[Task to complete] Your answer must consist solely of the line containing "Query: round bush" and all subsequent lines through the end of the entries, reproduced exactly.

(Stored items from a collection)
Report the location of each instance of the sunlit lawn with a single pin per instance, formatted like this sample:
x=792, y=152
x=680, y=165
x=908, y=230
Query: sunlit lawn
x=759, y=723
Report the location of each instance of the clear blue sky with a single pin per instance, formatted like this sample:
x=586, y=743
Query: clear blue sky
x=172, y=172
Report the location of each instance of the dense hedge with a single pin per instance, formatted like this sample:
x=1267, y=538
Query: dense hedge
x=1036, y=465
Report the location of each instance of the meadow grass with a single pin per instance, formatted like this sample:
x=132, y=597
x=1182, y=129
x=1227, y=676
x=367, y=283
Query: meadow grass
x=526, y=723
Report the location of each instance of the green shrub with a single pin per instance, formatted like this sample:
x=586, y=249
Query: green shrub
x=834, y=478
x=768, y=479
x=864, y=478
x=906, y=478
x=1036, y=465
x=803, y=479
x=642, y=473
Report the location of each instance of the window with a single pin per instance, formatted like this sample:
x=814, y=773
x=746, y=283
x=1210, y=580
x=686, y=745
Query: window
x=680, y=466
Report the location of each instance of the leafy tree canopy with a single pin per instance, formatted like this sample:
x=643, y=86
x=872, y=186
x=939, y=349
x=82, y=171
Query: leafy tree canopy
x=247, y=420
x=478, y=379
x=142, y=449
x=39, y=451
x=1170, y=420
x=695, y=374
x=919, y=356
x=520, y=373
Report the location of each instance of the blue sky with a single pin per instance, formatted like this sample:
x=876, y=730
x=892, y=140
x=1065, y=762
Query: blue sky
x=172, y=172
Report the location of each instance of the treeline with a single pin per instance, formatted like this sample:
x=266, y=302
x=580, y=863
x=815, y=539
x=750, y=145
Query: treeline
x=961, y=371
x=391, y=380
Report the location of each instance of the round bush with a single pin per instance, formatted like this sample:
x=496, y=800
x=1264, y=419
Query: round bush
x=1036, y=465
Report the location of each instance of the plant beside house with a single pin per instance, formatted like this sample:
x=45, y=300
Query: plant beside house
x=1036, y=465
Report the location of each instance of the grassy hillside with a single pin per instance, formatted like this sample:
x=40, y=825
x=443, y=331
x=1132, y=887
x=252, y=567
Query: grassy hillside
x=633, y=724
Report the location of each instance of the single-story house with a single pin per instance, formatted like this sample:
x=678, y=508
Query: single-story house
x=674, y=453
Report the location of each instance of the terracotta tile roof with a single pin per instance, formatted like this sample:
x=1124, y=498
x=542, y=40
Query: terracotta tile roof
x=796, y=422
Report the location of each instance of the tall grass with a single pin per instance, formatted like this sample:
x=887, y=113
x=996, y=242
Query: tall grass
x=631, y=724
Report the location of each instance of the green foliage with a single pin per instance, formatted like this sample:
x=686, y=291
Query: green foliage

[Answer]
Query: round bush
x=1036, y=465
Report the location of each instance of the plant beside house with a single pin per instance, formatted like this sample:
x=45, y=300
Query: plant beside house
x=1036, y=465
Report the location of each instance of the grassy hillside with a single pin per instance, formatted like this sample:
x=40, y=825
x=443, y=331
x=1132, y=887
x=252, y=567
Query: grassy hillside
x=633, y=724
Report the location of each instance of the single-story house with a single pin per instance, formatted like this sample:
x=678, y=508
Query: single-story house
x=674, y=453
Report the location of each instance of the terracotta tile roof with a single pin per instance, formatted like this sample:
x=1124, y=498
x=542, y=40
Query: terracotta tile roof
x=796, y=422
Report the location of each instance of the tall grass with a single pin per instance, formatted like this sample:
x=887, y=113
x=996, y=242
Query: tall grass
x=631, y=724
Report the location of each instance of the green foliage with a single pin per instance, formatted like this sample:
x=686, y=291
Query: green foliage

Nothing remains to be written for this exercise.